--- Given instruction ---
Print the range of lines that opens with the line containing "Where can the wall-mounted" and closes with the last line of the listing. Include both ends; print nothing more.

--- Data excerpts ---
════════
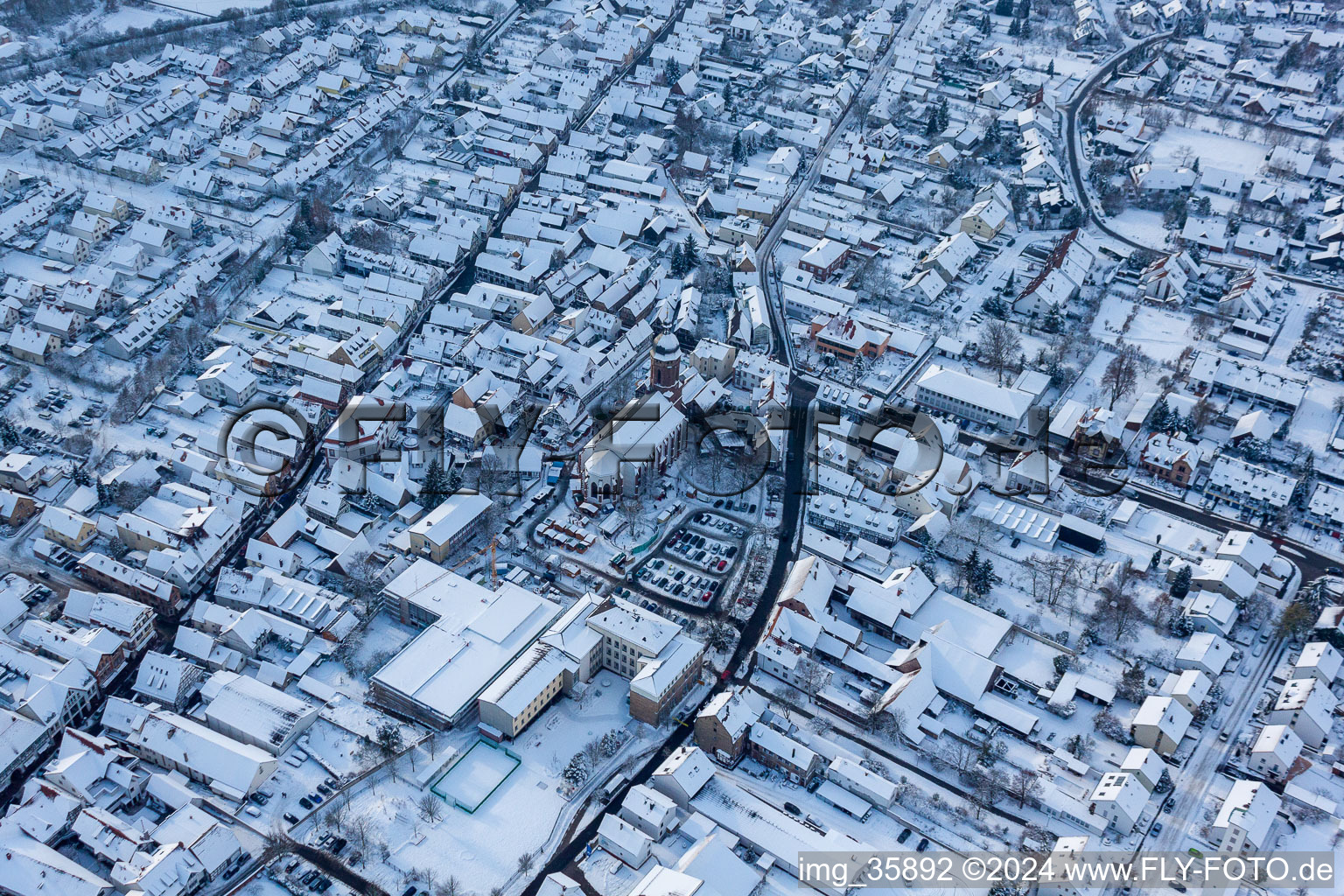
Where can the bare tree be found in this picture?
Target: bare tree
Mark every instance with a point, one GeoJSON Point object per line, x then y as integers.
{"type": "Point", "coordinates": [430, 808]}
{"type": "Point", "coordinates": [634, 502]}
{"type": "Point", "coordinates": [812, 675]}
{"type": "Point", "coordinates": [359, 832]}
{"type": "Point", "coordinates": [1023, 785]}
{"type": "Point", "coordinates": [1120, 615]}
{"type": "Point", "coordinates": [338, 813]}
{"type": "Point", "coordinates": [999, 346]}
{"type": "Point", "coordinates": [962, 757]}
{"type": "Point", "coordinates": [1121, 374]}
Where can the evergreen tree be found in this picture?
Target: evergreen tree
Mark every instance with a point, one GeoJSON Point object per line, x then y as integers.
{"type": "Point", "coordinates": [1180, 584]}
{"type": "Point", "coordinates": [982, 578]}
{"type": "Point", "coordinates": [436, 484]}
{"type": "Point", "coordinates": [690, 254]}
{"type": "Point", "coordinates": [928, 560]}
{"type": "Point", "coordinates": [1161, 418]}
{"type": "Point", "coordinates": [1054, 318]}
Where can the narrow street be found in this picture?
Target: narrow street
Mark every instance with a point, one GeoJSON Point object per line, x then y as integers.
{"type": "Point", "coordinates": [794, 471]}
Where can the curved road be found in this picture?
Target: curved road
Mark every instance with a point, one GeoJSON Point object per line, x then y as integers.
{"type": "Point", "coordinates": [1071, 143]}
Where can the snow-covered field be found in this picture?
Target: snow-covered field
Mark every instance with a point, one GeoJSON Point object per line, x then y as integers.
{"type": "Point", "coordinates": [473, 777]}
{"type": "Point", "coordinates": [1141, 226]}
{"type": "Point", "coordinates": [522, 816]}
{"type": "Point", "coordinates": [1158, 333]}
{"type": "Point", "coordinates": [1180, 145]}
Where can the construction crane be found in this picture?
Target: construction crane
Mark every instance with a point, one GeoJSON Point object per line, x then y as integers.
{"type": "Point", "coordinates": [495, 577]}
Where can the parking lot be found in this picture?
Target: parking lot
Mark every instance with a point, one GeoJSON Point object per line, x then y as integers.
{"type": "Point", "coordinates": [695, 562]}
{"type": "Point", "coordinates": [675, 582]}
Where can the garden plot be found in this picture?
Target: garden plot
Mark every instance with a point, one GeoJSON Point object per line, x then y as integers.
{"type": "Point", "coordinates": [528, 805]}
{"type": "Point", "coordinates": [471, 780]}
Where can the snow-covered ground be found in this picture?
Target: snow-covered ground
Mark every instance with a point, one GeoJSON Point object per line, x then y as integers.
{"type": "Point", "coordinates": [523, 816]}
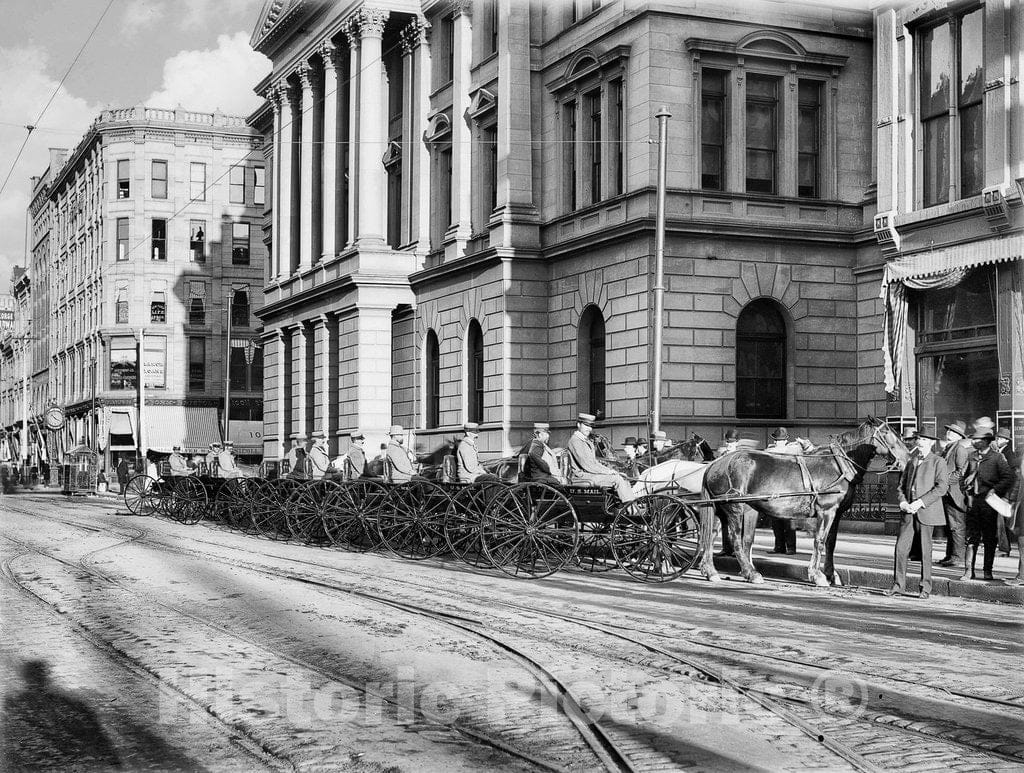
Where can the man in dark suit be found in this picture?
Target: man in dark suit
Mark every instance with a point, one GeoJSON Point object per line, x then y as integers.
{"type": "Point", "coordinates": [541, 465]}
{"type": "Point", "coordinates": [921, 489]}
{"type": "Point", "coordinates": [989, 473]}
{"type": "Point", "coordinates": [957, 458]}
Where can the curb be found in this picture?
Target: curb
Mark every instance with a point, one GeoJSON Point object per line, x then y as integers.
{"type": "Point", "coordinates": [882, 578]}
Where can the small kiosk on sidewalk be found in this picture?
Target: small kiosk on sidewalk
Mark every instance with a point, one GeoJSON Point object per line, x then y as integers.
{"type": "Point", "coordinates": [79, 469]}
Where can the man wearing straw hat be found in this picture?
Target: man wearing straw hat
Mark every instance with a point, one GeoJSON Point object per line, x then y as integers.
{"type": "Point", "coordinates": [585, 465]}
{"type": "Point", "coordinates": [957, 457]}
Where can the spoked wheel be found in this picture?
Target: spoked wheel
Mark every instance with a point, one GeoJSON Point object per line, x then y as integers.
{"type": "Point", "coordinates": [464, 518]}
{"type": "Point", "coordinates": [188, 501]}
{"type": "Point", "coordinates": [350, 521]}
{"type": "Point", "coordinates": [141, 495]}
{"type": "Point", "coordinates": [261, 498]}
{"type": "Point", "coordinates": [655, 539]}
{"type": "Point", "coordinates": [227, 502]}
{"type": "Point", "coordinates": [529, 530]}
{"type": "Point", "coordinates": [412, 523]}
{"type": "Point", "coordinates": [306, 508]}
{"type": "Point", "coordinates": [595, 546]}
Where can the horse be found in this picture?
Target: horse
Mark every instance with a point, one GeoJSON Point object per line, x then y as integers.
{"type": "Point", "coordinates": [748, 482]}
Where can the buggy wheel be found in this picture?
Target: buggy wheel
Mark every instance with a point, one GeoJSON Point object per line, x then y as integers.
{"type": "Point", "coordinates": [306, 508]}
{"type": "Point", "coordinates": [350, 520]}
{"type": "Point", "coordinates": [530, 530]}
{"type": "Point", "coordinates": [464, 518]}
{"type": "Point", "coordinates": [140, 495]}
{"type": "Point", "coordinates": [595, 546]}
{"type": "Point", "coordinates": [188, 501]}
{"type": "Point", "coordinates": [412, 523]}
{"type": "Point", "coordinates": [655, 539]}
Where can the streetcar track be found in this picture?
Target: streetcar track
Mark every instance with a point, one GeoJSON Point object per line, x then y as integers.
{"type": "Point", "coordinates": [237, 736]}
{"type": "Point", "coordinates": [752, 693]}
{"type": "Point", "coordinates": [610, 758]}
{"type": "Point", "coordinates": [735, 650]}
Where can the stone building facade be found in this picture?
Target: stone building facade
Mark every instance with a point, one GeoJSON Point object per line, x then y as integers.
{"type": "Point", "coordinates": [946, 335]}
{"type": "Point", "coordinates": [155, 225]}
{"type": "Point", "coordinates": [492, 197]}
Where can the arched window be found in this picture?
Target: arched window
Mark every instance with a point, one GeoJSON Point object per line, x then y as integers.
{"type": "Point", "coordinates": [474, 375]}
{"type": "Point", "coordinates": [433, 355]}
{"type": "Point", "coordinates": [761, 361]}
{"type": "Point", "coordinates": [591, 350]}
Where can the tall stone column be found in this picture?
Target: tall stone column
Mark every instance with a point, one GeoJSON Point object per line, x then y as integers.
{"type": "Point", "coordinates": [273, 96]}
{"type": "Point", "coordinates": [322, 387]}
{"type": "Point", "coordinates": [305, 108]}
{"type": "Point", "coordinates": [519, 222]}
{"type": "Point", "coordinates": [462, 147]}
{"type": "Point", "coordinates": [373, 132]}
{"type": "Point", "coordinates": [273, 383]}
{"type": "Point", "coordinates": [299, 395]}
{"type": "Point", "coordinates": [332, 82]}
{"type": "Point", "coordinates": [365, 372]}
{"type": "Point", "coordinates": [351, 30]}
{"type": "Point", "coordinates": [285, 182]}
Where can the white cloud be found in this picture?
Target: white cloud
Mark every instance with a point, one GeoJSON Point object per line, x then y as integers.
{"type": "Point", "coordinates": [25, 88]}
{"type": "Point", "coordinates": [140, 15]}
{"type": "Point", "coordinates": [214, 79]}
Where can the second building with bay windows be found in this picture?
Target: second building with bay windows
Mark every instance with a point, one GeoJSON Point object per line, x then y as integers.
{"type": "Point", "coordinates": [155, 225]}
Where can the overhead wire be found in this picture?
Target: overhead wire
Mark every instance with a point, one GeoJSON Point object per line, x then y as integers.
{"type": "Point", "coordinates": [31, 127]}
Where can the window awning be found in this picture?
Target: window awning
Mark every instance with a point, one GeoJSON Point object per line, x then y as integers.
{"type": "Point", "coordinates": [247, 436]}
{"type": "Point", "coordinates": [165, 427]}
{"type": "Point", "coordinates": [955, 257]}
{"type": "Point", "coordinates": [202, 427]}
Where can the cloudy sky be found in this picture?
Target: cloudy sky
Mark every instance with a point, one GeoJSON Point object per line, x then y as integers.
{"type": "Point", "coordinates": [154, 52]}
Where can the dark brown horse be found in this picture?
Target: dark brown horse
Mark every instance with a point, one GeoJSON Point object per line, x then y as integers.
{"type": "Point", "coordinates": [748, 482]}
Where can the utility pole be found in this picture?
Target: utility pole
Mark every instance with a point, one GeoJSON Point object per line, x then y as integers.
{"type": "Point", "coordinates": [663, 143]}
{"type": "Point", "coordinates": [227, 367]}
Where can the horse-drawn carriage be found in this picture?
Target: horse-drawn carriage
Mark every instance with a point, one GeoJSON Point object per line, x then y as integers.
{"type": "Point", "coordinates": [522, 528]}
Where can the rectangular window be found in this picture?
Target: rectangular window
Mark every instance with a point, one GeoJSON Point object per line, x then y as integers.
{"type": "Point", "coordinates": [240, 244]}
{"type": "Point", "coordinates": [809, 139]}
{"type": "Point", "coordinates": [936, 60]}
{"type": "Point", "coordinates": [155, 362]}
{"type": "Point", "coordinates": [197, 241]}
{"type": "Point", "coordinates": [197, 363]}
{"type": "Point", "coordinates": [569, 156]}
{"type": "Point", "coordinates": [197, 181]}
{"type": "Point", "coordinates": [124, 178]}
{"type": "Point", "coordinates": [713, 129]}
{"type": "Point", "coordinates": [970, 96]}
{"type": "Point", "coordinates": [158, 308]}
{"type": "Point", "coordinates": [593, 147]}
{"type": "Point", "coordinates": [762, 133]}
{"type": "Point", "coordinates": [124, 363]}
{"type": "Point", "coordinates": [122, 239]}
{"type": "Point", "coordinates": [259, 185]}
{"type": "Point", "coordinates": [159, 235]}
{"type": "Point", "coordinates": [159, 179]}
{"type": "Point", "coordinates": [197, 310]}
{"type": "Point", "coordinates": [237, 185]}
{"type": "Point", "coordinates": [615, 126]}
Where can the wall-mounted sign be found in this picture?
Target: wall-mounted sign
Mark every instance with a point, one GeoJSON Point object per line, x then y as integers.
{"type": "Point", "coordinates": [54, 418]}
════════
--- Exercise result ---
Where can the wall-mounted sign be found in this picture?
Target: wall-mounted sign
Mark every instance with a point, one GeoJSON Point object per line, x then y as integers.
{"type": "Point", "coordinates": [54, 418]}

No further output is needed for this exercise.